Exercise description
Beginning with the line below that contains "Target: red high heel print" and ending with the line that contains "of the weathered", copy every line exactly. Copy nothing else.

*** Opening Input records ***

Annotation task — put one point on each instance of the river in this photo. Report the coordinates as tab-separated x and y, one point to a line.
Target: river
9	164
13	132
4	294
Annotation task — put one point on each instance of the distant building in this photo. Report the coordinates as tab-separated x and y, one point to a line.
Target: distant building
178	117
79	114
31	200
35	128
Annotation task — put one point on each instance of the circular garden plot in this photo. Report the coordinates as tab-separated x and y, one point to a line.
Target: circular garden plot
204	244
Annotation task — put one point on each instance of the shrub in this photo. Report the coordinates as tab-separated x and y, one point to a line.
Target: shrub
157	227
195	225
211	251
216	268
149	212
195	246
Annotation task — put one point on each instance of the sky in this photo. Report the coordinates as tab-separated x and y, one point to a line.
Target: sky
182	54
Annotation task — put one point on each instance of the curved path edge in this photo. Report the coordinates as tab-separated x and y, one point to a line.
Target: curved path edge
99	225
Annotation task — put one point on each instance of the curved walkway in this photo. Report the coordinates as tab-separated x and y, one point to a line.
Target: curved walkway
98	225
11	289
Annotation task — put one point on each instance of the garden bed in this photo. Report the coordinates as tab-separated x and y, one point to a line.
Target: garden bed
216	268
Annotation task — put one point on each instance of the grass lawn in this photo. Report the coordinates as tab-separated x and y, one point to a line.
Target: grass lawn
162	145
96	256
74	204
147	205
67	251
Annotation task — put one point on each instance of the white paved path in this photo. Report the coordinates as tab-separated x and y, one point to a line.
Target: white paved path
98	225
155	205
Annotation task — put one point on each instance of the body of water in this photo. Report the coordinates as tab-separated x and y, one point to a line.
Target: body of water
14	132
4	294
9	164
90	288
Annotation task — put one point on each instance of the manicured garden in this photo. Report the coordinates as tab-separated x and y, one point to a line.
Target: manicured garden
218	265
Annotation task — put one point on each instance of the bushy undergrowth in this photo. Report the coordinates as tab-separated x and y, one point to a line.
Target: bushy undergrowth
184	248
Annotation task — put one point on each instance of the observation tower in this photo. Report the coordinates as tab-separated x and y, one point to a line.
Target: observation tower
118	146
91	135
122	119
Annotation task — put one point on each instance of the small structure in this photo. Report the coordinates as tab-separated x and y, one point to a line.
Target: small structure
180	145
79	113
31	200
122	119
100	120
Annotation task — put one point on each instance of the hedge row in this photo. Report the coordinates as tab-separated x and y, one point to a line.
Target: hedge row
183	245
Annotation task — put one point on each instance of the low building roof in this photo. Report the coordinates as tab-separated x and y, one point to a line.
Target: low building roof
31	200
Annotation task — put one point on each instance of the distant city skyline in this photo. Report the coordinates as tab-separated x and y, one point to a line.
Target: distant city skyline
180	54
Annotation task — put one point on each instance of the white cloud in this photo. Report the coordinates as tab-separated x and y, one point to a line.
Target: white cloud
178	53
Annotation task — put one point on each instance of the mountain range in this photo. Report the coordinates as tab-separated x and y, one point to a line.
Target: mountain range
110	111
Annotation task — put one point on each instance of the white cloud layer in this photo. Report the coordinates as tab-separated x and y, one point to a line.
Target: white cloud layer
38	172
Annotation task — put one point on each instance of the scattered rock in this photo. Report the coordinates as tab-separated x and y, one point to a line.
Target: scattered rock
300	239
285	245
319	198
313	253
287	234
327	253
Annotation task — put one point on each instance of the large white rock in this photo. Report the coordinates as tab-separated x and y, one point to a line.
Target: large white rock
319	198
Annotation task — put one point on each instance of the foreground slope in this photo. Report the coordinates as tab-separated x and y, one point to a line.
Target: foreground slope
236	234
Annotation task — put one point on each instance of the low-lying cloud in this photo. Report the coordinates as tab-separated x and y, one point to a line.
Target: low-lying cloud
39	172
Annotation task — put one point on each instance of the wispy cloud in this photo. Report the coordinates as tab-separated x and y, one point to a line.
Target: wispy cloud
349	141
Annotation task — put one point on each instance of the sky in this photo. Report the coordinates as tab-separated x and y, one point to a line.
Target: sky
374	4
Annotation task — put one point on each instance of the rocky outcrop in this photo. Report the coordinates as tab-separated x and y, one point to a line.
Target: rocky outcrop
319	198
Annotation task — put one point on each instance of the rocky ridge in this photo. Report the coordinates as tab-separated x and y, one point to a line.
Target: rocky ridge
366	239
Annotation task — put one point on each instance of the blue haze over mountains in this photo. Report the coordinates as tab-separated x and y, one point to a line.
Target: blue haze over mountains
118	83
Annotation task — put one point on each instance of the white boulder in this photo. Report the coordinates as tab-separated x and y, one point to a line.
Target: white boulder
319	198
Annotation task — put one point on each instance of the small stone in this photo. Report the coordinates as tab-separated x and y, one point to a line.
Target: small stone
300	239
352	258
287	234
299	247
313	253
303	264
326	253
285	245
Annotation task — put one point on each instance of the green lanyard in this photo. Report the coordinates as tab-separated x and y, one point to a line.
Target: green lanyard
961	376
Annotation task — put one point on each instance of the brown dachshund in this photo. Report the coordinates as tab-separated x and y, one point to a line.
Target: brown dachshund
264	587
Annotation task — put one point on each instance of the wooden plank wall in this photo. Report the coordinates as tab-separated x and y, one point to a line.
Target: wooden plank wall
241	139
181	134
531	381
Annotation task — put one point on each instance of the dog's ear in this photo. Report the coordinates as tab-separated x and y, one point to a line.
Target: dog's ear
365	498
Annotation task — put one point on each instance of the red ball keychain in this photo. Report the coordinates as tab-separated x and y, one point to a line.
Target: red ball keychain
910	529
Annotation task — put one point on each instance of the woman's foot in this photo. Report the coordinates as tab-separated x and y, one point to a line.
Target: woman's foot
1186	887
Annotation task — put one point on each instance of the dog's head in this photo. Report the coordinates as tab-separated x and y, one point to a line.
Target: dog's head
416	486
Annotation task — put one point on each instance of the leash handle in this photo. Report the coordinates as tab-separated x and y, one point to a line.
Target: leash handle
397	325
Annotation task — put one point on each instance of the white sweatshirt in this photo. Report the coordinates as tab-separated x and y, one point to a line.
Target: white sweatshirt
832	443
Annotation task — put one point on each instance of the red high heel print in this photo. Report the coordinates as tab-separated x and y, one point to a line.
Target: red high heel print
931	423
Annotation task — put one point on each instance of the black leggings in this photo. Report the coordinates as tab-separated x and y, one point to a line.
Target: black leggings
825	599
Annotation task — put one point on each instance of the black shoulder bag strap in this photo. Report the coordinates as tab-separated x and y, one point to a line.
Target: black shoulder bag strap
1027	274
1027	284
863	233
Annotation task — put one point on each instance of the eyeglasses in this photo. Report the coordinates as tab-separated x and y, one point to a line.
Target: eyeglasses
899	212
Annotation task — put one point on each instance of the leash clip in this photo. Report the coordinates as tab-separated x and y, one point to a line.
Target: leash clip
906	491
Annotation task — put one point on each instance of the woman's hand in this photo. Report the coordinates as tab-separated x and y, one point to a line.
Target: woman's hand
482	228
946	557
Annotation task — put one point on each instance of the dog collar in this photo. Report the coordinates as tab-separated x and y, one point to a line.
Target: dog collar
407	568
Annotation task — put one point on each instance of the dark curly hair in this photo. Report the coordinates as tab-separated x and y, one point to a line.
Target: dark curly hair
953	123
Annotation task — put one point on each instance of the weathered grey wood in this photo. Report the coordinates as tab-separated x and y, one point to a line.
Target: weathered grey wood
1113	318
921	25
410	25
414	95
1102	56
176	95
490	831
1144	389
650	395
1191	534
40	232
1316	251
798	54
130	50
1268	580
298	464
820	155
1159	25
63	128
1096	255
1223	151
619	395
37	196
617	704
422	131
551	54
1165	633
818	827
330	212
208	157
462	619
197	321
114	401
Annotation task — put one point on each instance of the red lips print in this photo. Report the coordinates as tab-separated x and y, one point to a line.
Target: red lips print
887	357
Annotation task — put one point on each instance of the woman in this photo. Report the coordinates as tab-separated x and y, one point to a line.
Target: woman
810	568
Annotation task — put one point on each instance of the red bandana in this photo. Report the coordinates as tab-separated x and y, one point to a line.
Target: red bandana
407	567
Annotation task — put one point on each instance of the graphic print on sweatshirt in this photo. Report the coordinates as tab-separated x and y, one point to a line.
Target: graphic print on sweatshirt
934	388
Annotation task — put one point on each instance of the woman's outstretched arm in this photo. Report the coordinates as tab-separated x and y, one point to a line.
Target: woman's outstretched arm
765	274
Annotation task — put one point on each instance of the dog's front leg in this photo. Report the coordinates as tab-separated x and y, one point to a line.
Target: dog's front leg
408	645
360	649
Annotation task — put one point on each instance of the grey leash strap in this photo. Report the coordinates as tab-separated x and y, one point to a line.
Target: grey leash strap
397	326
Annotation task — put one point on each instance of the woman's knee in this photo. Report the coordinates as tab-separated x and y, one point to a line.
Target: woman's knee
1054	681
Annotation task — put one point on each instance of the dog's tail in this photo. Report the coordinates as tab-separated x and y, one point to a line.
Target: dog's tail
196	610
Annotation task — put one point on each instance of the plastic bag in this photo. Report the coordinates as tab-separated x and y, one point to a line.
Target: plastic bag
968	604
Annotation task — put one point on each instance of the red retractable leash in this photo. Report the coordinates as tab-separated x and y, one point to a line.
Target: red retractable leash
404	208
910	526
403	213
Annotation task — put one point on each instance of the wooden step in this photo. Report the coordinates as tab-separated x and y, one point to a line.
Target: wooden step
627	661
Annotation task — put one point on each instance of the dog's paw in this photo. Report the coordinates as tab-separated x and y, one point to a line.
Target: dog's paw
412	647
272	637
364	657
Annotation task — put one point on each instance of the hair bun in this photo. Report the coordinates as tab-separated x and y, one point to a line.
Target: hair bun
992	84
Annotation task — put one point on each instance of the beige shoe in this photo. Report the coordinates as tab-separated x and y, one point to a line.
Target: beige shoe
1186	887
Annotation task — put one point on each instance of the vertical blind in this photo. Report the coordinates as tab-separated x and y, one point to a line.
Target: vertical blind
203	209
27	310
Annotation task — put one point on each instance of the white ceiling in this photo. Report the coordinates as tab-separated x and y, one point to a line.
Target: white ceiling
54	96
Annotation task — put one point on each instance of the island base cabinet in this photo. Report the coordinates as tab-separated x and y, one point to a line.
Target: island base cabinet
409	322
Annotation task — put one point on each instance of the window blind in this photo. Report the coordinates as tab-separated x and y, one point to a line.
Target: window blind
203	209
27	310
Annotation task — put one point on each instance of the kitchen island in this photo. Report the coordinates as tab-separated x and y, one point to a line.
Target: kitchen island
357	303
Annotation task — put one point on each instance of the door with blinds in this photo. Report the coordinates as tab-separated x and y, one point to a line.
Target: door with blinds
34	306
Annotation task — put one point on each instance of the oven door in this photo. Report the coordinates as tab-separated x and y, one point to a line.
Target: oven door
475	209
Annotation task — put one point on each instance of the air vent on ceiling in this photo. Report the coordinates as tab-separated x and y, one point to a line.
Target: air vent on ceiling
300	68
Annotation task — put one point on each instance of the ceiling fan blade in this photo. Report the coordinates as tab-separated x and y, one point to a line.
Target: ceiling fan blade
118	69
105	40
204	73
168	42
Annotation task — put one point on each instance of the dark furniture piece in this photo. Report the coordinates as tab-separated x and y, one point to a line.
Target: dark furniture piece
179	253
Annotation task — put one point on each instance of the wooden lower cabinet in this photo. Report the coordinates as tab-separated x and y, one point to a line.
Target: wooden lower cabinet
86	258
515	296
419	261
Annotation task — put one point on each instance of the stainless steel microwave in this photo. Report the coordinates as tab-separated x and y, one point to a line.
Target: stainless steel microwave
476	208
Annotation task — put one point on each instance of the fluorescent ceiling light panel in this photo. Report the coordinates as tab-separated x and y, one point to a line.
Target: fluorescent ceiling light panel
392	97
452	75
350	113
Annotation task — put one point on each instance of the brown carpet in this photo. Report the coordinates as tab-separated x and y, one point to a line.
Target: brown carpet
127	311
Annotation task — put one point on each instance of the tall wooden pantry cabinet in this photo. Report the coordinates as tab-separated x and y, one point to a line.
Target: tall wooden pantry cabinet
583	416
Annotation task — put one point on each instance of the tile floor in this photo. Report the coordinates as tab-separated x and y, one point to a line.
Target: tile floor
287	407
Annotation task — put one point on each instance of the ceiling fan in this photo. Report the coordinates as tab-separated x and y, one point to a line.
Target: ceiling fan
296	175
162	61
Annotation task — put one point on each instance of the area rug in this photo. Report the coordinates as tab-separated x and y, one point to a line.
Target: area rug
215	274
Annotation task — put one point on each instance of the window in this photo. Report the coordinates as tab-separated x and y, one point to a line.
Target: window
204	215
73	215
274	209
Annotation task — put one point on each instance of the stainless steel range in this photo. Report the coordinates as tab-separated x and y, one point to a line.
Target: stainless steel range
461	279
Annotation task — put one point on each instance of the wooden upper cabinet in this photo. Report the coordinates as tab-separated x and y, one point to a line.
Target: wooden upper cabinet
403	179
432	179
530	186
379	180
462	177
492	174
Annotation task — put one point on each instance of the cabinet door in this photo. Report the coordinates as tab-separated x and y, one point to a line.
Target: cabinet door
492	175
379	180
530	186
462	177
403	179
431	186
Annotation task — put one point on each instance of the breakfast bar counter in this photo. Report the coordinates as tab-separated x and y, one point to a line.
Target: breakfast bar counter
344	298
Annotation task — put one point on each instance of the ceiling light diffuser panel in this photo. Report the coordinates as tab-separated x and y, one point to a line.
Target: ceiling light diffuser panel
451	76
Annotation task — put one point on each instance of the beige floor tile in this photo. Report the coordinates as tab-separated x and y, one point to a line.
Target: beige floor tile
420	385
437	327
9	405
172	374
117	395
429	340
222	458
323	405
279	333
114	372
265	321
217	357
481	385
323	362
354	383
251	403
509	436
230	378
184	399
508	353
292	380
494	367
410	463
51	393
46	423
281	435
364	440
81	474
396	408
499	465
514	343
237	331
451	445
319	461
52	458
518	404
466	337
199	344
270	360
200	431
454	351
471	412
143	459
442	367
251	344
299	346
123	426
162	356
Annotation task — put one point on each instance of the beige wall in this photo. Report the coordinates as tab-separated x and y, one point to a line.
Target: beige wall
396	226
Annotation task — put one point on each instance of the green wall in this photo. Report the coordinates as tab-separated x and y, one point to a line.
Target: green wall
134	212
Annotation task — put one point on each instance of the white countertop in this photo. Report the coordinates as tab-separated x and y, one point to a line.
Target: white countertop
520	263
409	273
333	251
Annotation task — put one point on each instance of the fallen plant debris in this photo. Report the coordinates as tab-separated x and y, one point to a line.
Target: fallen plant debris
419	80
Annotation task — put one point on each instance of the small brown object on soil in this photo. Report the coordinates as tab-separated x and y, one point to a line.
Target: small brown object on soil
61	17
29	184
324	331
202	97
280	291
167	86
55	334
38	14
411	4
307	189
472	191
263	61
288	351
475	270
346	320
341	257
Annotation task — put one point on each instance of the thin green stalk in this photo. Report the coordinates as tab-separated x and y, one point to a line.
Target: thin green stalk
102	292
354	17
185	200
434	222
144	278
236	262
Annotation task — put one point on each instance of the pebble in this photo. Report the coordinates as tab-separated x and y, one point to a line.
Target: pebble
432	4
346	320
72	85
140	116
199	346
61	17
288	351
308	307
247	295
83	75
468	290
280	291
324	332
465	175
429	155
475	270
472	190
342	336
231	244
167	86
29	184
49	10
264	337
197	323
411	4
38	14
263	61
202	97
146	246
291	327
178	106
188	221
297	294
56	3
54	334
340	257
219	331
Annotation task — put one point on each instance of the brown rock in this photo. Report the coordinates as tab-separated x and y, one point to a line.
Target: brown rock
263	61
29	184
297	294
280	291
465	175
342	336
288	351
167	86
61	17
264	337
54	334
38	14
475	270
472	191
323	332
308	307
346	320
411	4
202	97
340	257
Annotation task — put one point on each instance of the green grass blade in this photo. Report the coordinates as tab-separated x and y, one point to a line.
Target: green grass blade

*** Closing Input records ***

Response for this exercise
Target: red high heel print
931	423
Annotation task — put one point on each instance of the black leggings in this photo. Report the coordinates as tab-separated x and y, one point to a line.
Target: black leggings
825	599
Annotation task — put one point on each instance of the black shoulder bag strap in this photo. Report the coordinates as tab-separated x and y, one point to a line.
Target: black shoulder bag strap
1027	274
1027	284
863	233
Annotation task — put one point on each instance of the eyeglasses in this photo. Report the coordinates as tab-separated x and y, one point to a line.
Target: eyeglasses
899	212
Annotation task — put one point on each instance of the leash clip in this photo. Report the coordinates as tab-separated x and y, one point to a line.
Target: leash clip
906	491
Annotation task — put one point on each instance of the woman's hand in this photo. Report the coordinates as tab-separated x and y, one point to a line.
Target: woman's hand
482	228
946	557
Annotation task — put one point on each instance of the dog collar in this photo. Report the coordinates as tab-separated x and y, one point to a line.
Target: dog collar
407	568
Annotation task — put one point on each instance of the dark curly hair in this photo. Report the coordinates as tab-separated x and y, one point to a line.
Target: dark curly hair
953	123
Annotation task — put one point on each instance of the weathered grey wood in this photo. Report the coordinates as tab-separated x and y, one point to a line.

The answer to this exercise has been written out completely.